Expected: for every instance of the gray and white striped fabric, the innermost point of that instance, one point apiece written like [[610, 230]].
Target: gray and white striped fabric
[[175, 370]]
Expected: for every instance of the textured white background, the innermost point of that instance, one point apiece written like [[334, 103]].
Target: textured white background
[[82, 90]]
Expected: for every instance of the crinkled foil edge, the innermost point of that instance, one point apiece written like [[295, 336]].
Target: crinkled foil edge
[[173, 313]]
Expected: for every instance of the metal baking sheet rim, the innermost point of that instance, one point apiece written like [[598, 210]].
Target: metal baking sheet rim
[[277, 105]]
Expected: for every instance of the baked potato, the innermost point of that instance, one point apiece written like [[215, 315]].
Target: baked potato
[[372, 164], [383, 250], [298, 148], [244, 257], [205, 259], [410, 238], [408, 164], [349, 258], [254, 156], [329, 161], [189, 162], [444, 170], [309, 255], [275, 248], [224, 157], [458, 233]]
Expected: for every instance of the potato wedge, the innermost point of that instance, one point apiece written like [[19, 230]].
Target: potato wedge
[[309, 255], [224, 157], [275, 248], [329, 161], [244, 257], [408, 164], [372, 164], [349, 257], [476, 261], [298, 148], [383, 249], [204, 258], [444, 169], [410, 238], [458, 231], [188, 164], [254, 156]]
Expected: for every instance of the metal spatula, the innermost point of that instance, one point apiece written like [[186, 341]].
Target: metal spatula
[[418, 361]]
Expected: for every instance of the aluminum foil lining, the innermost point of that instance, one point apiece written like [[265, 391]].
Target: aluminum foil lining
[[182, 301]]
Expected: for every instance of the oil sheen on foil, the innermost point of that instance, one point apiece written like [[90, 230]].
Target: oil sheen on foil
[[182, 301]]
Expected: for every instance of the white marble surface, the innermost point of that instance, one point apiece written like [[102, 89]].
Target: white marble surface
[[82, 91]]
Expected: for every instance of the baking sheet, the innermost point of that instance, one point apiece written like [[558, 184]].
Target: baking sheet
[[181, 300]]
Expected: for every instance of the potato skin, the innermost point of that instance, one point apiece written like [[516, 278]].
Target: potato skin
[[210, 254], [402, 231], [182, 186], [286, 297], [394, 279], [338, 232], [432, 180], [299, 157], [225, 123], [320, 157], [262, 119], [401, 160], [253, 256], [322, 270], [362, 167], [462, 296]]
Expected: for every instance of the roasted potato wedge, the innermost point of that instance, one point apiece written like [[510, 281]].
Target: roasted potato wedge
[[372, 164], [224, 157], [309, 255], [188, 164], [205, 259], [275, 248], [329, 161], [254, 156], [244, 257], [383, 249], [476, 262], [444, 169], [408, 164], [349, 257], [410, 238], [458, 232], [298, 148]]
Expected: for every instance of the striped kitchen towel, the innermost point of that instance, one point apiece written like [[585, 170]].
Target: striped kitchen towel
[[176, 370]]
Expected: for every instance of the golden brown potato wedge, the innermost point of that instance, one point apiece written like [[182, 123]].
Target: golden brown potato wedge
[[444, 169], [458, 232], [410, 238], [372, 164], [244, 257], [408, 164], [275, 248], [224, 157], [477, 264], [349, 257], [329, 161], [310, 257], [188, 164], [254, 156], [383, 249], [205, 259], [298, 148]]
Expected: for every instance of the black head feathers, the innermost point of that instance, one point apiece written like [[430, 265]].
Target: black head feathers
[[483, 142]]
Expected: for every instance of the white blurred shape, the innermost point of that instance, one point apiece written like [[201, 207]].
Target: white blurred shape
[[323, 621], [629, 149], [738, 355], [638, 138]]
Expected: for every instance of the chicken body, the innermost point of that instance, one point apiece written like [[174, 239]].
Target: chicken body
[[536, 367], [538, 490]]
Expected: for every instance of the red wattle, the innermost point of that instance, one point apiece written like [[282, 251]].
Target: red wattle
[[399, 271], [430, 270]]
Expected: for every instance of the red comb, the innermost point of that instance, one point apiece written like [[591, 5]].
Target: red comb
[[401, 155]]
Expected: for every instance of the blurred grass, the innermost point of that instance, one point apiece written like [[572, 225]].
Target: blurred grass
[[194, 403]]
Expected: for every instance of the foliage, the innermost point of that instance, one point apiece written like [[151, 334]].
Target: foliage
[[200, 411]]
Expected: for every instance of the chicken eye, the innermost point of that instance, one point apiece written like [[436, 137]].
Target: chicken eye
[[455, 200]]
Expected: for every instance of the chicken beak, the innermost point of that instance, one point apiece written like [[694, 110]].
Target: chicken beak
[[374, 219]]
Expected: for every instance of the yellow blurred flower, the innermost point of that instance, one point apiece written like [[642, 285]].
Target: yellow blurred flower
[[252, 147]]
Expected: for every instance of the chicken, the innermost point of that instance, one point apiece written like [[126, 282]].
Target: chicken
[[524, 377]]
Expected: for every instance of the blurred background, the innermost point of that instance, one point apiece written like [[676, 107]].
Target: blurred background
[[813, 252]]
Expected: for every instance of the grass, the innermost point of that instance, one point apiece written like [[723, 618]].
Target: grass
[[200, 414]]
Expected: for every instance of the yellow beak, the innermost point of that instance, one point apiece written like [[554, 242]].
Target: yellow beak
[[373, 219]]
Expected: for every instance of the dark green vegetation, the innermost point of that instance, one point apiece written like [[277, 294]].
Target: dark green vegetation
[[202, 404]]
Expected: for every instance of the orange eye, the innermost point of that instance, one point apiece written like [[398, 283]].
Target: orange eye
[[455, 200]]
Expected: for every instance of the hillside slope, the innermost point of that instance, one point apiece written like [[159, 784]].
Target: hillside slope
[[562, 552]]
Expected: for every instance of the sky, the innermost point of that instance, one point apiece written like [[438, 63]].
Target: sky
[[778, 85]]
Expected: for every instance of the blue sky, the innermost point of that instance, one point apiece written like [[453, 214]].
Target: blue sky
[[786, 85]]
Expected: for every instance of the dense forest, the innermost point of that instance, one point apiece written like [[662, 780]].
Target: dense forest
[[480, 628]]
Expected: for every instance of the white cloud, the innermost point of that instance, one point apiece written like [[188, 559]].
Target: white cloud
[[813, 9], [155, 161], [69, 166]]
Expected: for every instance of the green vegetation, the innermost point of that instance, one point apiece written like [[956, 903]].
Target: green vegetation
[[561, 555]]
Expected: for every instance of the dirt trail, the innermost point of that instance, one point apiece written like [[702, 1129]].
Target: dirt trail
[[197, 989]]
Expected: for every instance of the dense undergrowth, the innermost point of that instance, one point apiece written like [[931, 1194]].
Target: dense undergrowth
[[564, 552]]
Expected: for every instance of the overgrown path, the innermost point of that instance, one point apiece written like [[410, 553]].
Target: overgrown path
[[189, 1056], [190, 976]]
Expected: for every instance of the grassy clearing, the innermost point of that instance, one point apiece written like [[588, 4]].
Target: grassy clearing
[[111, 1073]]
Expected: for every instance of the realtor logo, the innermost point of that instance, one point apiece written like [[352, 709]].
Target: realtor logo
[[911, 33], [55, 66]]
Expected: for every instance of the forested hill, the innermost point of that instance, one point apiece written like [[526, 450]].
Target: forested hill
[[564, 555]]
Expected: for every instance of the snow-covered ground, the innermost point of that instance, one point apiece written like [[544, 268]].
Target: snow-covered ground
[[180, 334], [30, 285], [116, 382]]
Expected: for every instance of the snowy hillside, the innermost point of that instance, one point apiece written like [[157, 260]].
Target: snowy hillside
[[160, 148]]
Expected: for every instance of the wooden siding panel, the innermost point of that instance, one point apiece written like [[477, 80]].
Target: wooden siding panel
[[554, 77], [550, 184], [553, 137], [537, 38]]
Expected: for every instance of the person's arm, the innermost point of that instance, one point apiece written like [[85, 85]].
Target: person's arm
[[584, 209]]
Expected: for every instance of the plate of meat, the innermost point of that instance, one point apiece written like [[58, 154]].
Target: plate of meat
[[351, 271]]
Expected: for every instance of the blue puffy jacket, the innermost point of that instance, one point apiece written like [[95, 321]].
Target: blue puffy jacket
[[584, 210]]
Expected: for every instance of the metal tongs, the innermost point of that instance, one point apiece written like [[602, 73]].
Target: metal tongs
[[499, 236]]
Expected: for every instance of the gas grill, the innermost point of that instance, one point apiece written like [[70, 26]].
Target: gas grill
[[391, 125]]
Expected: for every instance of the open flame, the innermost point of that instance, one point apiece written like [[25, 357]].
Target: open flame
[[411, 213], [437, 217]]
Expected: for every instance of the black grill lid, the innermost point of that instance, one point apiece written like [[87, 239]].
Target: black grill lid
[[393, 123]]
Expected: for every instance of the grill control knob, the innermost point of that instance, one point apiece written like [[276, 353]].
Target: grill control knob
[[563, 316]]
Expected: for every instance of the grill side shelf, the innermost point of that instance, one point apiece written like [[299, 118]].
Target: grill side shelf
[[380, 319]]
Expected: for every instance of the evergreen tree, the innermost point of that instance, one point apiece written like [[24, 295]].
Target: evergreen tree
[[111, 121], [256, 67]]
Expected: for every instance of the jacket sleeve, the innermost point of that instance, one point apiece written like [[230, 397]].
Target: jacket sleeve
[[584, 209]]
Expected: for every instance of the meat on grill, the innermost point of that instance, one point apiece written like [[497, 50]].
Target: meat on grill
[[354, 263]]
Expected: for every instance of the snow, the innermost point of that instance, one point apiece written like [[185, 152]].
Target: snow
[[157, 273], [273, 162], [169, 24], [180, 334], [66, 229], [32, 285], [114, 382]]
##############################
▸ **Task**
Rescale the records starting at the line containing "Expected: for every instance of the white marble" and ending at the line containing "[[181, 300]]". Reproduce only those lines, requests included, with every point coordinate in the answers multiplied by 0.5 and rounded to a whole number, halves rounded up, and with the numbers in the requests and their format samples left unchanged.

▸ **Result of the task**
Expected: for every instance of the white marble surface, the innermost point of that instance, one point apiece written like [[102, 89]].
Target: white marble surface
[[41, 46]]
Expected: for every instance of the baking sheet, the innermost point of that instance, one point apiece written like [[558, 184]].
Target: baking sheet
[[91, 150]]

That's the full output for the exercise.